> _EXCERPT TO READ_:
--------------------------------------------------
Generally, there are two possible ways to specify the boundary conditions:

  1. Set the boundary conditions by specifying $u_{0}$ and $u_{101}$ externally, e.g. through the exact solution.
  2. Change the numerical stencil so it will use only interior information at the boundary.

Which way you go heavily depends on the physics of your problem. For wave-equation type problems one usually determines the eigenvalues of the flux Jacobian in order to decide whether external boundary conditions are needed, or whether the interior solution is to be used (this method is commonly called 'upwinding').


Quick fix
In your scheme, the numerical stencil needs the values of $u_{i-1}^n$ and $u_{i+1}^n$ to calculate a value at location $i$ for time $n+1$. Thus at the left domain boundary (i.e. $i = 1$) it would need the value of $u_{0}^n$, which you have not set in your code example. The same problem arises for $u_{100}^{n+1}$, which needs $u_{101}^n$ to build the stencil.
--------------------------------------------------
> _RAW DATA_:

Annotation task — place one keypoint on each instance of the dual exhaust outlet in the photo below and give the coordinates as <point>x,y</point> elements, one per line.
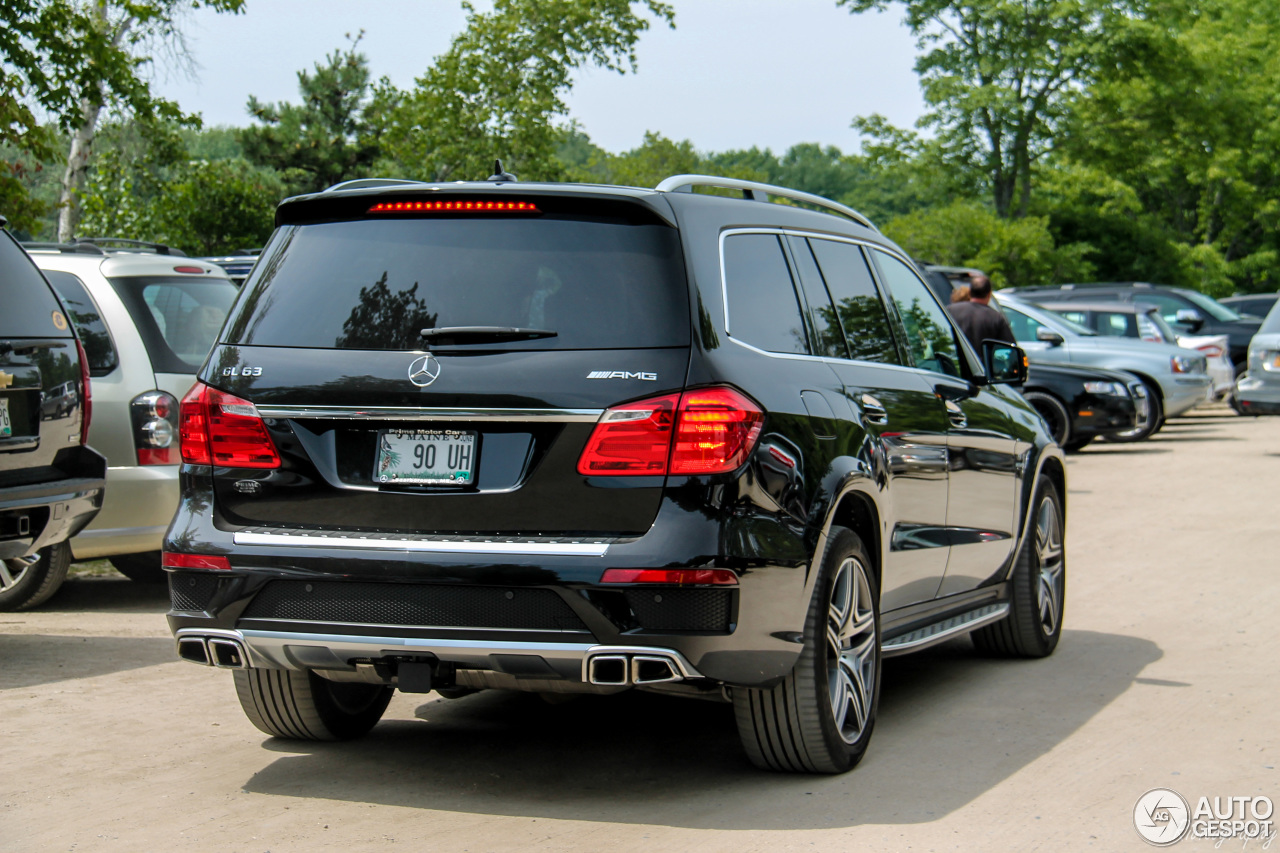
<point>223,652</point>
<point>621,669</point>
--------------------------------------------------
> _PROBLEM_:
Continue the boundary-conditions explanation from the point where it stops.

> _EXERCISE OUTPUT_:
An easy way to get around would be to set $u_{1}^n$ and $u_{100}^n$ manually at each time step, by interpolating linearly from the interior solution. This is not really physical (as it does not take into account the actual wave speed), but will in your case lead to a first satisfactory solution behavior.

You can find a modified version of your source code below:

M = 100; N = 100;

mu = 0.5;

c = [mu 0 -mu];
f = @(x)(exp(-100*(x-0.5).^2));

u  = zeros (M, N);
x = 1/(M+1) * (1:M);

u(:,1) = f(x);
u(:,2) = f(x + mu/(M+1));

for i = 3:N
    hold off;
    %u(:,i) = conv(u(:,i-1),c,'same') + u(:,i-2);

    % Apply the numerical stencil to all interior points
    for j = 2:M-1
        u(j,i) = u(j,i-2) + mu*(u(j+1,i-1) - u(j-1,i-1));
    end

    % Set the boundary values by interpolating linearly from the interior
    u(1,i) = 2*u(2,i) - u(3,i);
    u(M,i) = 2*u(M-1,i) - u(M-2,i);

    plot(x, u(:,i));
    axis( [ 0 1 0 2] )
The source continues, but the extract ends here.